**** GIVEN RECORDS

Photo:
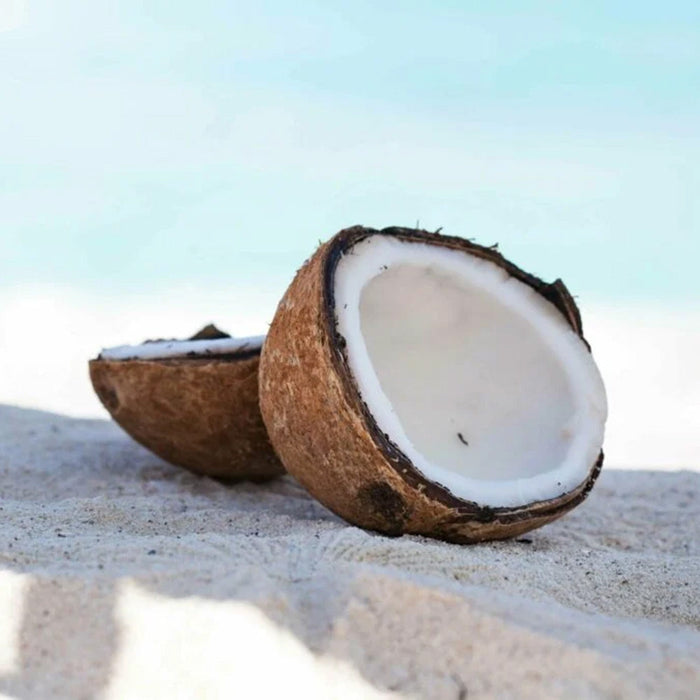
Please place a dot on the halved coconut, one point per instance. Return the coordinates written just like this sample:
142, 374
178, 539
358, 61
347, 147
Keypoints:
192, 402
419, 383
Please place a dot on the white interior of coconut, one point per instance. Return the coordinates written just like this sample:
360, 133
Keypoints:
173, 349
478, 379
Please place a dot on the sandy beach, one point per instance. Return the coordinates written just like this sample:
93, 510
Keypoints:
124, 577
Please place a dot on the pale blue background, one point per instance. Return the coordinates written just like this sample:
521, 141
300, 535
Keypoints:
143, 144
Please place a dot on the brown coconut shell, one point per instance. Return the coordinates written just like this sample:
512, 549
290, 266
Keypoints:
200, 414
328, 440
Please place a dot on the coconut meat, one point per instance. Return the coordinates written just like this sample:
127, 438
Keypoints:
174, 349
473, 375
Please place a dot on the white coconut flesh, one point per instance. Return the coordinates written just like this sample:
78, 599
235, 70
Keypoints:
183, 349
474, 376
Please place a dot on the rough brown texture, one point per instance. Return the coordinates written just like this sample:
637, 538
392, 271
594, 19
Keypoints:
199, 414
326, 436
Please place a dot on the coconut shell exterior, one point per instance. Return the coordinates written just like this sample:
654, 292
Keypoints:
327, 438
201, 414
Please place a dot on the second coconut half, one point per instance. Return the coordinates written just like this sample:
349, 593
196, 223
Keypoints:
419, 383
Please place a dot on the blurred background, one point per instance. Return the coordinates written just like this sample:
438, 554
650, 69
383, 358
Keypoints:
166, 164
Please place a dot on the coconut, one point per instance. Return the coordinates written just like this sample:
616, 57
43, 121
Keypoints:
192, 402
420, 383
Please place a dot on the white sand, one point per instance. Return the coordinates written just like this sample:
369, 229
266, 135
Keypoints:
123, 577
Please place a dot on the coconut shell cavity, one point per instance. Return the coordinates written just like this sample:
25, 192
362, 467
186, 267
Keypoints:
420, 383
192, 402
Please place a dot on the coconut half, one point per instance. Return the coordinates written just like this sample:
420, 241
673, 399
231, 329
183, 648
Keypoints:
192, 402
419, 383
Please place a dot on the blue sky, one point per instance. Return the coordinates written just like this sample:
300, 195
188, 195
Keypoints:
147, 145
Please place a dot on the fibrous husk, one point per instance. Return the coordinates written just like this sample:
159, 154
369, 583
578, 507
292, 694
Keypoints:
198, 413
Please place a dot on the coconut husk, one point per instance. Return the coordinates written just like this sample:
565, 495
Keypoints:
201, 414
328, 440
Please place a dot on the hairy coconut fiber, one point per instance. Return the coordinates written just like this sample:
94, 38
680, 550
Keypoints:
326, 437
201, 414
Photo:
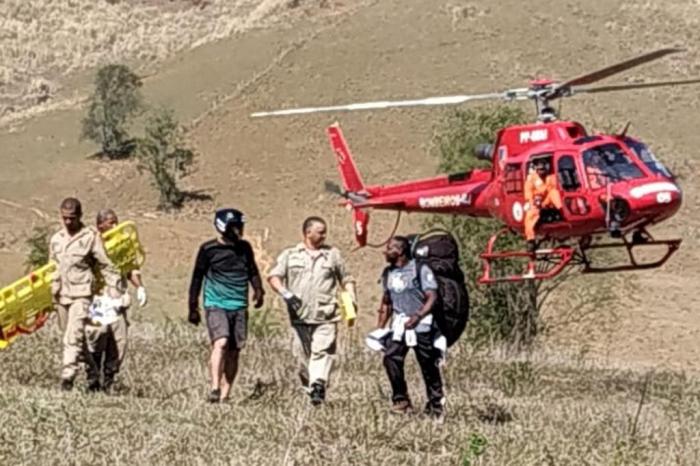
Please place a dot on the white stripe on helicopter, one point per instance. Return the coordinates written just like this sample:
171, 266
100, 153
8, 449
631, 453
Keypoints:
650, 188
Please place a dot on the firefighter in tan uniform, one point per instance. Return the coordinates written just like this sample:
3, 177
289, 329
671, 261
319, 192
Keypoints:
308, 276
107, 343
77, 250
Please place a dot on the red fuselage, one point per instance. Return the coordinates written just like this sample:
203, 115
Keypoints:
590, 171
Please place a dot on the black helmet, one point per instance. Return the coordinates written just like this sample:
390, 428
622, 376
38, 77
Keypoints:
225, 217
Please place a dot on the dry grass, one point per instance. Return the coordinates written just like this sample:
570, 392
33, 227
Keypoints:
43, 40
530, 410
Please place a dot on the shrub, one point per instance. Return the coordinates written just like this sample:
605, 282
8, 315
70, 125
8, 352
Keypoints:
115, 101
162, 154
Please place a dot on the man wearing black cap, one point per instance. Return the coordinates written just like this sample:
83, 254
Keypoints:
226, 266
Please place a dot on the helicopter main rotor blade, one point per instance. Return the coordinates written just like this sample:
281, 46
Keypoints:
623, 87
445, 100
589, 78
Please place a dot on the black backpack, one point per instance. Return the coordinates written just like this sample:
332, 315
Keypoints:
439, 250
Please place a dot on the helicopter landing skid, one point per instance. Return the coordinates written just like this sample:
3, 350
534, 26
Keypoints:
549, 262
641, 238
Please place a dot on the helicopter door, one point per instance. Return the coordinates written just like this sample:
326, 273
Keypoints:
570, 186
513, 187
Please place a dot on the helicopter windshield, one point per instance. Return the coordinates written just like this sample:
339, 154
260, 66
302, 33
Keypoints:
608, 163
647, 156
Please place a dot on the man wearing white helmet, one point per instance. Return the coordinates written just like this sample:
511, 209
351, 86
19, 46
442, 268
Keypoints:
225, 265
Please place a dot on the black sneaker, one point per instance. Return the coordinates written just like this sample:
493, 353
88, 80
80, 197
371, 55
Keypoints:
94, 386
108, 384
318, 393
435, 412
214, 396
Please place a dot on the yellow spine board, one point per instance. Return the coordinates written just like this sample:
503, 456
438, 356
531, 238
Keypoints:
25, 304
123, 248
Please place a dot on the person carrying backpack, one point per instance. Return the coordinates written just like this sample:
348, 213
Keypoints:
410, 294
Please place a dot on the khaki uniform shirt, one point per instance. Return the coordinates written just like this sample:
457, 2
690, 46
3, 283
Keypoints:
313, 276
76, 258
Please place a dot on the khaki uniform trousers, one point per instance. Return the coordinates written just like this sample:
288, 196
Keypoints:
73, 318
109, 341
315, 347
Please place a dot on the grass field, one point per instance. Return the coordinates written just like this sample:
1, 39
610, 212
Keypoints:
502, 409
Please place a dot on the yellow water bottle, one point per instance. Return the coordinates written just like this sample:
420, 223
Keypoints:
347, 308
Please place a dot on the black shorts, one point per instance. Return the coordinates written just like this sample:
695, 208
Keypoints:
228, 324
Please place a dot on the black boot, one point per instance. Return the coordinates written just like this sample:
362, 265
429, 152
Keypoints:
318, 393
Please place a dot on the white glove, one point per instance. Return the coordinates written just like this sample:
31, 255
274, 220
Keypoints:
141, 296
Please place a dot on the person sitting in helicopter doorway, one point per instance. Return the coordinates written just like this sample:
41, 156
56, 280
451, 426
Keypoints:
226, 265
107, 343
540, 193
408, 299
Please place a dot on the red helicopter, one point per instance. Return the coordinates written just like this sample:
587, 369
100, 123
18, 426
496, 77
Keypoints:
608, 186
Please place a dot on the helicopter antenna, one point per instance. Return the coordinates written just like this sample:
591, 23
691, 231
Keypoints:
623, 133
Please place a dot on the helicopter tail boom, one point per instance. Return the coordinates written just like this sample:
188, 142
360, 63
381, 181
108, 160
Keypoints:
352, 182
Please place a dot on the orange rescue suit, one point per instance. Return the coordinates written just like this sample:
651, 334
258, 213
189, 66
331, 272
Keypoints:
548, 194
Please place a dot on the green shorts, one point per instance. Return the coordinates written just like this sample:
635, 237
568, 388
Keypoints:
228, 324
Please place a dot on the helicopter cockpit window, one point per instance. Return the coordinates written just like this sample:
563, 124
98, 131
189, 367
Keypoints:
648, 157
567, 173
608, 163
514, 179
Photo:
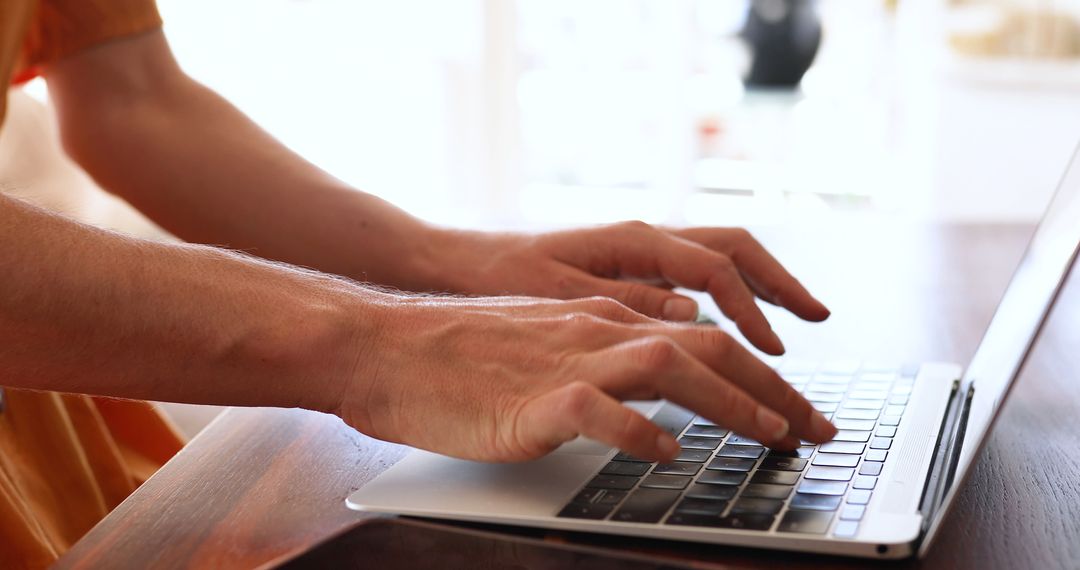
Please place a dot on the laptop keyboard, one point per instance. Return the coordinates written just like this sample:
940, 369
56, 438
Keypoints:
721, 479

********

Please copy exactly the lines from the one containing "Please place a dot on the green" through the last line of the records above, both included, and leave out any pictures.

Please place a dot on the green shorts, one point per instance. Return the coordinates written just like this sample:
635, 237
568, 388
Keypoints:
228, 324
Please place a dot on the helicopter cockpit window, one point per instance. Return the coordinates written just like this sample:
563, 124
98, 131
189, 367
Keypoints:
648, 157
567, 173
608, 163
514, 179
Photo:
Please place a dot on the laptop keyboard, one point per instance. Return the coordinates written just like this sample:
940, 369
56, 438
Keypoints:
721, 479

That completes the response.